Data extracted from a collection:
┄┄┄┄┄┄┄┄┄┄┄┄┄┄┄┄┄┄┄┄
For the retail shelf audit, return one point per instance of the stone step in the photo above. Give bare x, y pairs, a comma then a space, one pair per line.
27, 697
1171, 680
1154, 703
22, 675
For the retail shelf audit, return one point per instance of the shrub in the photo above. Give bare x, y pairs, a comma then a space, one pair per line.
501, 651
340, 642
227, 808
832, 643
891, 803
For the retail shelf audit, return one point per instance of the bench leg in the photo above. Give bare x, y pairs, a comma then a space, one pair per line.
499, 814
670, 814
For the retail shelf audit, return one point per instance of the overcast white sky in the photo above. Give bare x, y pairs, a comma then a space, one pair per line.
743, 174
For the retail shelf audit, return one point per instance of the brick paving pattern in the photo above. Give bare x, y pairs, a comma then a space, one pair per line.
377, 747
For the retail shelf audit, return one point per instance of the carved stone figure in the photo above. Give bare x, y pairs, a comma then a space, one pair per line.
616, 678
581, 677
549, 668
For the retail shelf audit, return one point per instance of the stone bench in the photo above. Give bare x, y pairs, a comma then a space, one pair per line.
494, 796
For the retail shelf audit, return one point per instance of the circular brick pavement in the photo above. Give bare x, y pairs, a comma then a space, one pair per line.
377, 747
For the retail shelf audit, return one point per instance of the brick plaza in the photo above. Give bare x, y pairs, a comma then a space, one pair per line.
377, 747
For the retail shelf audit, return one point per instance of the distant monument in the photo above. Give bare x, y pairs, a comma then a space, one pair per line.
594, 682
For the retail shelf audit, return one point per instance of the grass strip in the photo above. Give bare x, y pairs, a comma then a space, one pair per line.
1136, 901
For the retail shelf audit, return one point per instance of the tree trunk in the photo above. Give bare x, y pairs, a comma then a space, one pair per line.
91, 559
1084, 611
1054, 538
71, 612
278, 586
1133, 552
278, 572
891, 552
┄┄┄┄┄┄┄┄┄┄┄┄┄┄┄┄┄┄┄┄
> Task item
Only one span is to be repeated: the line with "the stone bench" through the final line of the entries above, word for word.

> Output for this exercise
For the retail shelf audit, return one point per instance of the stone bench in the photo above. Give bare x, y pairs, a comma then a space, one pair per line.
494, 796
For the retail shelf audit, return one point per instance of the circular brick pavement in the photo above. Give bare x, y pairs, a comma then a space, one pair per line.
377, 747
For the retail shelf audit, return one point per instance of the brick plaza in the photo above. Give bare x, y pairs, a comma then a space, one pair per line.
377, 747
For the retail shelf audit, return one point per instance of the distant monument in the photo above. Give bare x, y pairs, a comma then a space, one pair per line.
594, 682
For the retail shelf audit, return one point per instance of the grass strip in the photo above. Give bare x, y pairs, a comma then a space, one pair per line.
1136, 901
For the retail shelf audit, return one point per instance of the tree trunk in the photo above. Give bare x, y pairs, a comma then a space, one pair per line.
91, 559
1084, 611
1054, 538
71, 612
278, 586
1133, 552
278, 572
891, 552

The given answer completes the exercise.